**Dataset content**
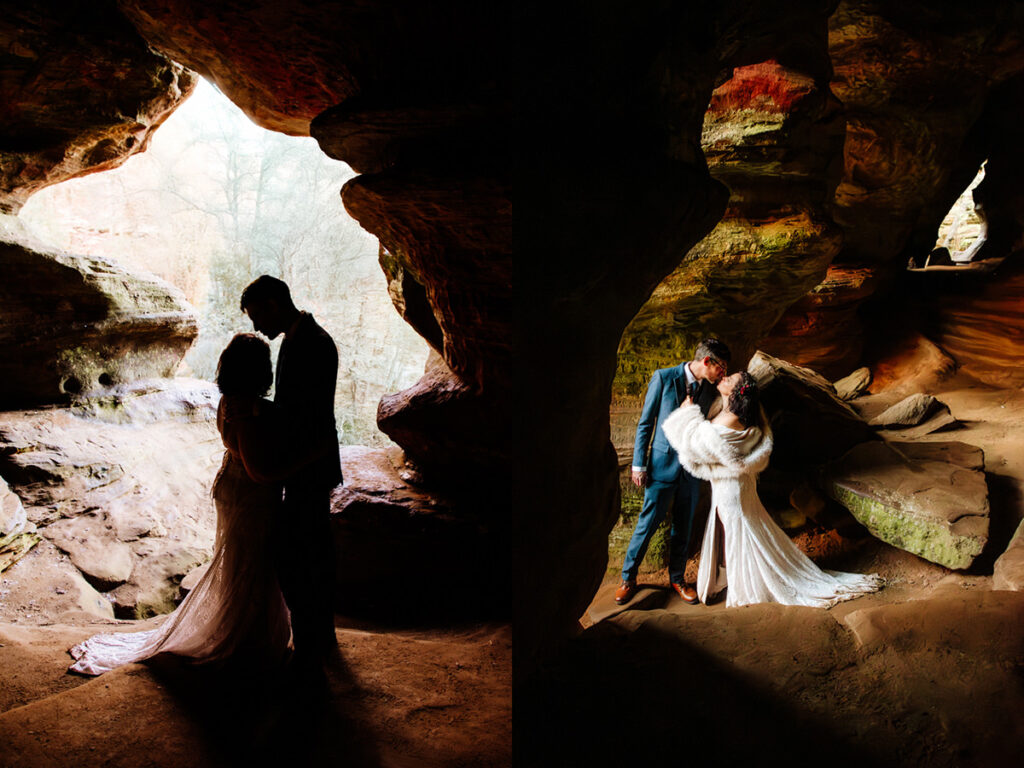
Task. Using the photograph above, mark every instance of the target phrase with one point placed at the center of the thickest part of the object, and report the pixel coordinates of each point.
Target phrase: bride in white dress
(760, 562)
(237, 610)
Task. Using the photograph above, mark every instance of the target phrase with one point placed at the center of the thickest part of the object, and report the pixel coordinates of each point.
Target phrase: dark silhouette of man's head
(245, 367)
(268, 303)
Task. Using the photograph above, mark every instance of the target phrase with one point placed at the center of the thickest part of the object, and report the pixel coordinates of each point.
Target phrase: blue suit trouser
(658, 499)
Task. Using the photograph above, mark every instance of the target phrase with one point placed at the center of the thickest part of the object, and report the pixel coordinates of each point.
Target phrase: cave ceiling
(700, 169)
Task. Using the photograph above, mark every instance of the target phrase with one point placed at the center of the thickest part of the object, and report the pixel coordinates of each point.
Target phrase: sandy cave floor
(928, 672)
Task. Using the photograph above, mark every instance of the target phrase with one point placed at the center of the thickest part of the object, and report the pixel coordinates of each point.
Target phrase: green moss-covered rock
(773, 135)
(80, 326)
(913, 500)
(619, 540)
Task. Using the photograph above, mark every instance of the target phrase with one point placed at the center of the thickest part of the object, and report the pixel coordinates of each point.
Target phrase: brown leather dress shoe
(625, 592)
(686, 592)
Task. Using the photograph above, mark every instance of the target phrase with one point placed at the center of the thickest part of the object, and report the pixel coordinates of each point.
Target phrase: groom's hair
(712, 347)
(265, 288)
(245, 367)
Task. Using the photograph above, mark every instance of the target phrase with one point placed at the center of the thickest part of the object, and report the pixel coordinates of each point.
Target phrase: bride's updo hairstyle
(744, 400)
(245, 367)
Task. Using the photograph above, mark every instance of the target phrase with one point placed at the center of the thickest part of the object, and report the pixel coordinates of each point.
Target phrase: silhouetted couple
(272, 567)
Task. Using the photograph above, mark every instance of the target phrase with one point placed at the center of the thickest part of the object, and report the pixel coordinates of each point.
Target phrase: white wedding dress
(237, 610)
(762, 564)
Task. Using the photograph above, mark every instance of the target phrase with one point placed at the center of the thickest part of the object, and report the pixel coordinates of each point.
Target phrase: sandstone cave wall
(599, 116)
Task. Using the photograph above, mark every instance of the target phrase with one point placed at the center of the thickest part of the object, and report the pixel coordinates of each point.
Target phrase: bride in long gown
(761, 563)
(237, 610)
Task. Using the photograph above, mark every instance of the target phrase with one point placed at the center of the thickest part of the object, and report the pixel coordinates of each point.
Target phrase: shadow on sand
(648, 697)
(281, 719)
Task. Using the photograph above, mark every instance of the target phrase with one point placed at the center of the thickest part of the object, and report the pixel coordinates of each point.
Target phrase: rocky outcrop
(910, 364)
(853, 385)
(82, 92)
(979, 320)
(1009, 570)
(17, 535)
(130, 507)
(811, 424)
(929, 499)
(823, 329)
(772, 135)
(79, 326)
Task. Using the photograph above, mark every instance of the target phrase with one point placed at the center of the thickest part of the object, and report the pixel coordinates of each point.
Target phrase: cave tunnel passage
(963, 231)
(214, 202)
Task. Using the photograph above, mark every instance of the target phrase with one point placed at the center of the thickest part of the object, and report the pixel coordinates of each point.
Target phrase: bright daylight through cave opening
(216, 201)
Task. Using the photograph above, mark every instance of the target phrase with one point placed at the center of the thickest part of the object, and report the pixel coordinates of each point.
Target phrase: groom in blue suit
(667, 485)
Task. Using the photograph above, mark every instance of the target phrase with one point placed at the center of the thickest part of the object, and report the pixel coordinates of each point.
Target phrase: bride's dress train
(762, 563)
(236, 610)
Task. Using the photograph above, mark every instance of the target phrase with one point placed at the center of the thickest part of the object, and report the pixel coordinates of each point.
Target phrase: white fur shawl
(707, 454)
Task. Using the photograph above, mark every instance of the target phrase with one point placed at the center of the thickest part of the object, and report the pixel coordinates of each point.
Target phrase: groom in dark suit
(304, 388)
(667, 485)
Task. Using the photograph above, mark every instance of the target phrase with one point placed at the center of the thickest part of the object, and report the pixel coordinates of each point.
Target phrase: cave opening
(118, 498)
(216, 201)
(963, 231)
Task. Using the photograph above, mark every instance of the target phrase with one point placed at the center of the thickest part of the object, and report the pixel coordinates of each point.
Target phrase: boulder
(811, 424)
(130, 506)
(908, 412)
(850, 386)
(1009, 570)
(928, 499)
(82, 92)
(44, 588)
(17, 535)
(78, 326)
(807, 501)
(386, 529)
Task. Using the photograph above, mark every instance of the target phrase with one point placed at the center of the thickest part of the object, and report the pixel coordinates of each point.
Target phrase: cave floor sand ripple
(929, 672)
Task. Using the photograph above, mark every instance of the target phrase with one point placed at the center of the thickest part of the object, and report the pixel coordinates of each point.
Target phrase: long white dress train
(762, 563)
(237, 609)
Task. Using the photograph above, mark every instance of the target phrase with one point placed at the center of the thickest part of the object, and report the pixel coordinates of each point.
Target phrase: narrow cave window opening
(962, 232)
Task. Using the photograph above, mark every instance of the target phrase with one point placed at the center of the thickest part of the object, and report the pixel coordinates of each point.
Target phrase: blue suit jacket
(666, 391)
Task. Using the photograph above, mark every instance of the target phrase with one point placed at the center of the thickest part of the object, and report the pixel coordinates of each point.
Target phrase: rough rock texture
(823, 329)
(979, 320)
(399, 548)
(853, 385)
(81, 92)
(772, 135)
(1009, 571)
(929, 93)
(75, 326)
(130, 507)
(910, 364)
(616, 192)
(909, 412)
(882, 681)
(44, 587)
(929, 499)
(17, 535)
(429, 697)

--

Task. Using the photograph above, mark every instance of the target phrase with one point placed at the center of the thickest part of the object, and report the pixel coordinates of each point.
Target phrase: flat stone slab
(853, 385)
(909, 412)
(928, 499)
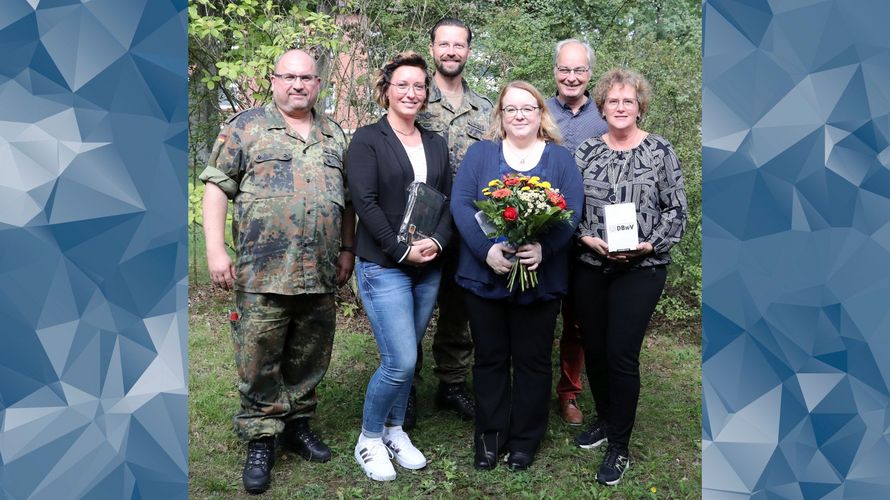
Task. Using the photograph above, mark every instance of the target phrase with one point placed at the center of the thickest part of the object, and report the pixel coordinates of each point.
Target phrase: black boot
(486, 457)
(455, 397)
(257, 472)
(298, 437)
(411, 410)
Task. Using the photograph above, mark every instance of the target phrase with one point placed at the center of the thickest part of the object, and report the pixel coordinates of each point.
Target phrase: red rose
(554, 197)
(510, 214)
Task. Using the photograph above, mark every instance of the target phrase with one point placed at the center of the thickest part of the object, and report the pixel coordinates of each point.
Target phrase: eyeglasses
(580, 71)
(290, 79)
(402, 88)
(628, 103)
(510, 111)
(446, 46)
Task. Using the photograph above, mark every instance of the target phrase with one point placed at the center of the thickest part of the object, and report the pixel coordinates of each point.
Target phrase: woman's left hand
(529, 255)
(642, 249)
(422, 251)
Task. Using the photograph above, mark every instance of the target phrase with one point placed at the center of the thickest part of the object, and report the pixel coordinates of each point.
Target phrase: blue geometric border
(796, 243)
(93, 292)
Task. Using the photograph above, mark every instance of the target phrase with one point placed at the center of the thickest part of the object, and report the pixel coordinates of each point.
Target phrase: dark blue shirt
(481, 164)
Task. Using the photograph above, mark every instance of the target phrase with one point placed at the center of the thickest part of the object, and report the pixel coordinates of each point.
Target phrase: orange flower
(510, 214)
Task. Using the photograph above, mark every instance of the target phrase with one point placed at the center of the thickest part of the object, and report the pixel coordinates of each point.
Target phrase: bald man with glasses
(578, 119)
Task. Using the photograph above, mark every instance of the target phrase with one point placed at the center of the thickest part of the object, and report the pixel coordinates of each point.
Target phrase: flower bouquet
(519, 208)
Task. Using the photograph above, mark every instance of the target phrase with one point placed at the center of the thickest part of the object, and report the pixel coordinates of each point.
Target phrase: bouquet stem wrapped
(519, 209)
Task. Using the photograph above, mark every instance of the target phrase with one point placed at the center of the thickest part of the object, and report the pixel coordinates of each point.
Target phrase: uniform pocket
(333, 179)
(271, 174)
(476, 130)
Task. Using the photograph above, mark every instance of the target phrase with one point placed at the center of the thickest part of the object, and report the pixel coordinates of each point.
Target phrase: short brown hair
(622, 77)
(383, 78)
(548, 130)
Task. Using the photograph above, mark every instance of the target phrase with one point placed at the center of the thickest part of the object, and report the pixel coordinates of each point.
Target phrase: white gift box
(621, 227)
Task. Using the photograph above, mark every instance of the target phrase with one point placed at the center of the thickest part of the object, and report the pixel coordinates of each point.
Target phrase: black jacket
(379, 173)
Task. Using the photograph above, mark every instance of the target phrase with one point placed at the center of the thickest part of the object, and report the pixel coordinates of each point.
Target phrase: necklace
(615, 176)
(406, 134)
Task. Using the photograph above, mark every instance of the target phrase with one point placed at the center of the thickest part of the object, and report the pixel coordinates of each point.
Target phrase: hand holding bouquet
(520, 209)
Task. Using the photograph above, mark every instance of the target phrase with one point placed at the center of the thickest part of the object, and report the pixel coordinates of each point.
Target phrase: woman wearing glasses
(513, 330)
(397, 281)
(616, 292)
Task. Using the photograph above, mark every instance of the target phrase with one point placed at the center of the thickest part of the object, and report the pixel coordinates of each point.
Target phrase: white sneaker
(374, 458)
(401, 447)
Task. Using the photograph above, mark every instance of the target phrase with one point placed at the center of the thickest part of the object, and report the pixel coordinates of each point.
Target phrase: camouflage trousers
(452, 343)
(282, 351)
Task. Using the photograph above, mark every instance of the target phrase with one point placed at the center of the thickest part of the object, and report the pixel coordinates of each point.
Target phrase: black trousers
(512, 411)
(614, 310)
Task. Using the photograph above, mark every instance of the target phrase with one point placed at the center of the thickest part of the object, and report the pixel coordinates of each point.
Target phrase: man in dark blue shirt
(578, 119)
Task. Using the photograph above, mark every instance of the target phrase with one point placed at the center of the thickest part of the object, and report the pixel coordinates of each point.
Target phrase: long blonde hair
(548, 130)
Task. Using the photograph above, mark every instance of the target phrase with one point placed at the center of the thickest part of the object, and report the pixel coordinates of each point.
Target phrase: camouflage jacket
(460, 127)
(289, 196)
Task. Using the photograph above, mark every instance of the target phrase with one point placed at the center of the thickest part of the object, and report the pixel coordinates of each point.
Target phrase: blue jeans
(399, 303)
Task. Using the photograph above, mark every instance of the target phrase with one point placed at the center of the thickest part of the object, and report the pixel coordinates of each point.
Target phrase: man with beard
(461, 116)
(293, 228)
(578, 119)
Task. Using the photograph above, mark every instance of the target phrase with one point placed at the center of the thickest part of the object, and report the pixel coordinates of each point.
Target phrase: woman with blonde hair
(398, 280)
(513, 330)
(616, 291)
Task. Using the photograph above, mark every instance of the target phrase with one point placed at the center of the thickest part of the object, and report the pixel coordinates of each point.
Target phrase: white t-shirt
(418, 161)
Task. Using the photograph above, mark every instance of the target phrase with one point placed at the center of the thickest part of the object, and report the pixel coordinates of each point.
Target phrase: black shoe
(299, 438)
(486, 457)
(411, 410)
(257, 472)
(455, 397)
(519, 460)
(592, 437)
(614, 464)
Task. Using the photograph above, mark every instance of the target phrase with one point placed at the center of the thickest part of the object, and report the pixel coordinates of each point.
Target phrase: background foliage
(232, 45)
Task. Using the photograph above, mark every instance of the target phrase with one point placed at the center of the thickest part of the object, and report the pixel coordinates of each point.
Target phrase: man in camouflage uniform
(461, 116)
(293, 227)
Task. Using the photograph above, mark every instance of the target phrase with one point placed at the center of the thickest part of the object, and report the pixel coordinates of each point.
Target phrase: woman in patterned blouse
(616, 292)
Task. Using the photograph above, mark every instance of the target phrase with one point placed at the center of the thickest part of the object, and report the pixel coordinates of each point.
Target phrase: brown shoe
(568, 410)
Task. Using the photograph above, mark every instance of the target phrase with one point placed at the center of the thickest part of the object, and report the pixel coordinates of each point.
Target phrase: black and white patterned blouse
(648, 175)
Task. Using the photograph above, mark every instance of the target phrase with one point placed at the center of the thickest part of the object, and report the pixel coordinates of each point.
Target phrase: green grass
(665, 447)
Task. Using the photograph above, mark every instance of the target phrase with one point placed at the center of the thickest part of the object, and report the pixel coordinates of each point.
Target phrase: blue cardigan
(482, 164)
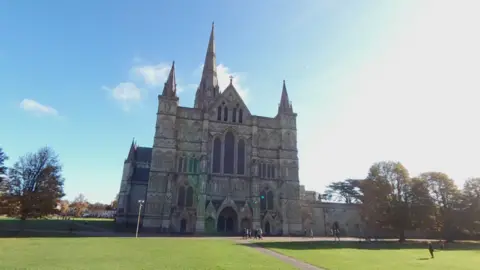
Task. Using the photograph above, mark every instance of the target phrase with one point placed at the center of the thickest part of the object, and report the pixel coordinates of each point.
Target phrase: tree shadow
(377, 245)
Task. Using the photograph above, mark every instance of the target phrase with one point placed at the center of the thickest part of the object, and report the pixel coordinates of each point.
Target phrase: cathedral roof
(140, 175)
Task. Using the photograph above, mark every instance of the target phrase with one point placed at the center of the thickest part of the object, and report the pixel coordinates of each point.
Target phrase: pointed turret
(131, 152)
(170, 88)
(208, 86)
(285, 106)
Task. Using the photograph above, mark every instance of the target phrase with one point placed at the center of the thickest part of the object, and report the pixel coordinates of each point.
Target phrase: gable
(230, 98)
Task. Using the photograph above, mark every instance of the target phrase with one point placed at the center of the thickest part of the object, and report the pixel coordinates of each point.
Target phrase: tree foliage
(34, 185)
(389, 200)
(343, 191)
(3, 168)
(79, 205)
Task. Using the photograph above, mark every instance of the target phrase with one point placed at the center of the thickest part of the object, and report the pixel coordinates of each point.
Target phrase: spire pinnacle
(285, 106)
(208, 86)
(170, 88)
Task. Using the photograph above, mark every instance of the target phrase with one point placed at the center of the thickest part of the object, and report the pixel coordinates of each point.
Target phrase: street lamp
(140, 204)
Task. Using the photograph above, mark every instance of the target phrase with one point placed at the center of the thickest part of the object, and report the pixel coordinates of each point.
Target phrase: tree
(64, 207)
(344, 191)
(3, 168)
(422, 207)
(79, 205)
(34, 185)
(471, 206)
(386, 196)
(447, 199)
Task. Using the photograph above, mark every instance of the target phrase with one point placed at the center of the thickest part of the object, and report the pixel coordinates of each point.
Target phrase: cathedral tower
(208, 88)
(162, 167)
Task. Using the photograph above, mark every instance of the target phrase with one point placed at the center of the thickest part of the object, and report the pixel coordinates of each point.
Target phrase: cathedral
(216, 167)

* * *

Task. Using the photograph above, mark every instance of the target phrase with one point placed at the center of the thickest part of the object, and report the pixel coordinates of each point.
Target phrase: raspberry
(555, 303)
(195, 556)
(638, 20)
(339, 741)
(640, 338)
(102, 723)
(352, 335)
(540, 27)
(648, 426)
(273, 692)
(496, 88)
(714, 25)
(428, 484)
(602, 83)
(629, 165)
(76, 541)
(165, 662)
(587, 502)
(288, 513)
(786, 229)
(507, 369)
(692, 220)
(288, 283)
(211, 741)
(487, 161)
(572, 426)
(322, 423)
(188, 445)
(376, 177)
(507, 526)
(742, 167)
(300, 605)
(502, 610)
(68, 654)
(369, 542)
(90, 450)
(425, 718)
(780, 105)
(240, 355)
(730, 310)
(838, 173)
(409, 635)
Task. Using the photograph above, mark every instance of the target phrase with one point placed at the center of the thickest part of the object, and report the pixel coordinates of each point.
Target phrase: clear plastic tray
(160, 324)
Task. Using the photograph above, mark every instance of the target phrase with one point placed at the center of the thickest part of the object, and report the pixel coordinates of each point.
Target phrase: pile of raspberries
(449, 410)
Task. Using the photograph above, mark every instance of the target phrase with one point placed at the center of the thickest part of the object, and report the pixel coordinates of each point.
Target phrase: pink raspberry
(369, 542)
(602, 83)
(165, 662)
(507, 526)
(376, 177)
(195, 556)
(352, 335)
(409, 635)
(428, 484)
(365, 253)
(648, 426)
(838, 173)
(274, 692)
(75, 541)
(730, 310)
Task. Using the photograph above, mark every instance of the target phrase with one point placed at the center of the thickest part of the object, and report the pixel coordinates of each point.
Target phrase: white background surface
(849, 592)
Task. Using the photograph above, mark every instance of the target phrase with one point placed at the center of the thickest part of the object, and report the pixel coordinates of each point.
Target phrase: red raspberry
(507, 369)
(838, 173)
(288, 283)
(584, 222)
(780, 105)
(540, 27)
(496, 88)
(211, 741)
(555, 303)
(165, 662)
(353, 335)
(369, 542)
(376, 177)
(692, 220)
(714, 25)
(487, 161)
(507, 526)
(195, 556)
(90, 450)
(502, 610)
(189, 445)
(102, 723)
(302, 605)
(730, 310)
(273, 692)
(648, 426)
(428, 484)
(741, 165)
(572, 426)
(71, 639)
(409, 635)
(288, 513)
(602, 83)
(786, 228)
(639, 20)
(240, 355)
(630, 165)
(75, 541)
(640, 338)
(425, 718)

**Task objective**
Report how many lines of the records contain the string "train". Give only the number.

**Right answer**
2